Text extract.

That section of the spec mentions both implicit and explicit. For
implicit, the target can want to rebalance resources for things like
a resource is down permanently, or you add more ports, or we bring
up/down resources dynamically based on usage or maintenance.


> the host shouldn't initiate a PG switch if it encounters transitioning
> state. I also agree that for transitioning towards a "better" state,
> e.g. standby to (non)-optimized, failing the path would be
> questionable. Unfortunately we don't know in which "direction" the path
> is transitioning - it could be for 'better' or 'worse'. I suppose that

For implicit, the target knows. It's initiating the transition based
on whatever metrics or resources it has. We want the initiator to let us
complete what we are doing.

For explicit, then again the target knows what it wants to do when
it gets the STPG and we only it to set the paths to optimized. So
if it goes that route where it completes the STPG before the transition
completes, then goes into transitioning, then we can just let the
device do it's transitions.


> in the case of a PG switch, it can happen that we dispatch I/O to a 
> device that used to be in Standby and is now transitioning. Would it
> make sense to remember the previous state and "guess" what we're going
> to transition to? I.e. if the previous state was "Standby", it's
> probably going to be (non)optimized after the transition, and vice-
> versa?

You are referring to the issue Hannes mentions where multipath can pick
up the transitioning state and it might get confused, right? I'm not
sure what to do.

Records
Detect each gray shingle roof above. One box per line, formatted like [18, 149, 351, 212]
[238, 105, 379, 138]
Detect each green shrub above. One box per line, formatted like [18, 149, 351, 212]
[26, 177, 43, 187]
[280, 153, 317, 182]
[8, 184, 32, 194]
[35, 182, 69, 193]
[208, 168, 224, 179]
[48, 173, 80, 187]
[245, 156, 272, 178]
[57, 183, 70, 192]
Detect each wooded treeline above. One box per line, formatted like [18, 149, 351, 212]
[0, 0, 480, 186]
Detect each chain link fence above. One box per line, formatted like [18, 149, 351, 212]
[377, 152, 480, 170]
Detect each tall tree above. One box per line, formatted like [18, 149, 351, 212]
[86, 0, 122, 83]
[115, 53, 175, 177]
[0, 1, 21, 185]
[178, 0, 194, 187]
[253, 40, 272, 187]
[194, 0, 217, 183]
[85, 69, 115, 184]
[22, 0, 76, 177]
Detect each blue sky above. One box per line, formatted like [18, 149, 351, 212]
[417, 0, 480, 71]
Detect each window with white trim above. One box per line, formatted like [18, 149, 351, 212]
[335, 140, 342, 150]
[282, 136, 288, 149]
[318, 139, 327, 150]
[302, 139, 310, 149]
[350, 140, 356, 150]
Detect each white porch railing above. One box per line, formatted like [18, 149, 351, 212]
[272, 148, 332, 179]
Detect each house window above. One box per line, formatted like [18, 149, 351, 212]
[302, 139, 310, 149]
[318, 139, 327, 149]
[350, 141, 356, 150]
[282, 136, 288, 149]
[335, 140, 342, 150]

Required actions.
1. Answer these questions using the multipath discussion above:
(a) What examples are given of why the target might want to rebalance resources in the implicit case?
(b) If a path's previous state was "Standby," what state is it probably going to have after the transition?
(c) Who is named as having mentioned the issue of multipath picking up the transitioning state?
2. Translate this sentence from the multipath discussion above into Spanish: "We want the initiator to let us complete what we are doing."

Answers to the problems.
1.
(a) A resource is down permanently, more ports are added, or resources are brought up or down dynamically based on usage or maintenance.
(b) It is probably going to be (non)optimized.
(c) Hannes.

2. Queremos que el iniciador nos deje completar lo que estamos haciendo.